• [Exercises to complete]
(a) In the article about Japanese Breakfast's Weezer cover, copy everything from "October 28, 2021" down to "Japanese Breakfast bandmates.".
(b) Using the article about Japanese Breakfast's Weezer cover, decide whether each statement agrees with it: (i) Michelle Zauner released a best-selling memoir this year. (ii) Japanese Breakfast's August shows reopened Union Transfer after a pandemic-related shutdown. (iii) Weezer's "The Blue Album" came out in 1996.
(c) Pick up the article about Japanese Breakfast's Weezer cover after its last sentence and keep writing.

• [Document text]
::::::::

More Culture:

October 28, 2021

Japanese Breakfast cover Weezer's 'Say It Ain't So' on surprise live EP

The Philly indie rock band recorded at Electric Lady Studios as part of Spotify series

Michelle Zauner has had a prolific year as a creator, releasing a New York Times best-selling memoir and a celebrated new album, "Jubilee," with her Japanese Breakfast bandmates.

The indie rockers have now added a live EP to the bonanza of output for their fans, who turned out in full force for a string of August shows that reopened Union Transfer in Philadelphia after a pandemic-related shutdown.

The EP. released on Spotify is part of the platform's "Live at Electric Lady" series, which puts artists in the famed Greenwich Village recording studio to capture the energy of decades of influential music produced there.

Among the great albums recorded at Electric Lady is Weezer's self-titled 1994 album, aka "The Blue Album," which includes the band's all-timer, "Say It Ain't So."

In a nod to Weezer, Japanese Breakfast recorded a live string interpretation of the song, with Zauner singing gently overtop and relishing the song's novelty in this arrangement.

::::::::

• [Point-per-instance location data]
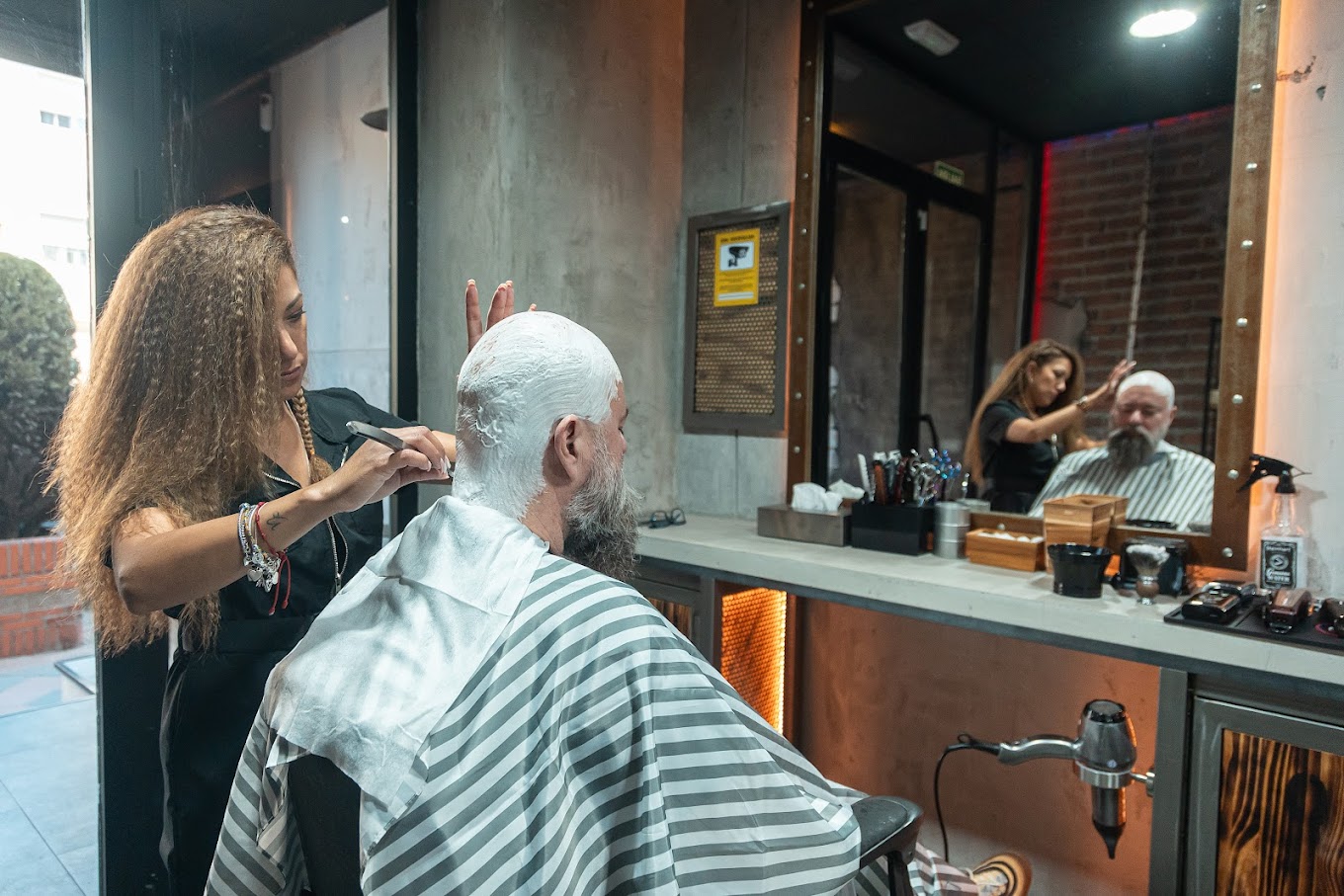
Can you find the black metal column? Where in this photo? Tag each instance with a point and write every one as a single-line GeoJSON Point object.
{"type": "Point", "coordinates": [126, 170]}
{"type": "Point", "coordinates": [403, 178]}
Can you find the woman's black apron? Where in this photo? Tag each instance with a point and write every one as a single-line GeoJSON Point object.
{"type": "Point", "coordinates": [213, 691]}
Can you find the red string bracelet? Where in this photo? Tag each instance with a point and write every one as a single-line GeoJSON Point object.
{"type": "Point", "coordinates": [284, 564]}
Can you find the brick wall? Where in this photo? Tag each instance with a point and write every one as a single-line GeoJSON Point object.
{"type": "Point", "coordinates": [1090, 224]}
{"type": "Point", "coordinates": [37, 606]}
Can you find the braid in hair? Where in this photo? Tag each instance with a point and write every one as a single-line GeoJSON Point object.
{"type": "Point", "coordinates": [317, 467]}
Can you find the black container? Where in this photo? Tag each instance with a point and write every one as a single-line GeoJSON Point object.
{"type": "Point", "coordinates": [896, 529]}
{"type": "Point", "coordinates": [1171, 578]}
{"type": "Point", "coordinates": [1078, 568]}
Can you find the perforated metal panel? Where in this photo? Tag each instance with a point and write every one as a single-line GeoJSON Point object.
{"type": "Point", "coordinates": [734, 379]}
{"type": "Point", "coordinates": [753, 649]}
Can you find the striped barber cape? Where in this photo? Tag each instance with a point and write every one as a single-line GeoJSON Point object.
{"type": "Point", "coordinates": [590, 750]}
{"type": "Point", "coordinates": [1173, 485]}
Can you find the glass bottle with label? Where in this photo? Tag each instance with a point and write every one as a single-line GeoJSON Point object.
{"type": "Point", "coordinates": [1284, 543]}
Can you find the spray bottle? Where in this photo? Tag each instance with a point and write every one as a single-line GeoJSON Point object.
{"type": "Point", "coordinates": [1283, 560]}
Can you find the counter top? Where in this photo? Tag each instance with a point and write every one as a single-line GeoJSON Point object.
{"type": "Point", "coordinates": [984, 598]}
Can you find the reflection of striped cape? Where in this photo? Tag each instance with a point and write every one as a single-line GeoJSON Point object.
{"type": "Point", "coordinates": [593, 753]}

::::::::

• [Answer section]
(a)
October 28, 2021

Japanese Breakfast cover Weezer's 'Say It Ain't So' on surprise live EP

The Philly indie rock band recorded at Electric Lady Studios as part of Spotify series

Michelle Zauner has had a prolific year as a creator, releasing a New York Times best-selling memoir and a celebrated new album, "Jubilee," with her Japanese Breakfast bandmates.

(b)
(i) Yes: "releasing a New York Times best-selling memoir"
(ii) Yes: "a string of August shows that reopened Union Transfer in Philadelphia after a pandemic-related shutdown"
(iii) No: "Weezer's self-titled 1994 album, aka "The Blue Album""

(c)
“I played a very sloppy basement cover of ‘Say It Ain’t So’ once with my band in college (Post Post), so it was fun to revisit it from the opposite angle, stripped down with a string quartet,” said Zauner, who studied creative writing at Bryn Mawr College. “[Bandmate] Craig Hendrix did the arrangement and Quartet 121 performed the hell out of it.”

The front seven tracks on the new EP feature live versions of songs from "Jubilee" and other projects, with a mix of strings and keys that should excited Japanese Breakfast fans.

“Recording at Electric Lady was truly the perfect experience," Zauner said of making the E.P., via RollingStone. "The longer I’ve worked as a recording artist, the more I’ve realized it’s the simple, stripped-down songs that are the hardest to get right. Having the opportunity to revisit the core catalog of my songwriting in a room with so much history, surrounded by engineers and gear of the highest caliber, it was just a dream come true.”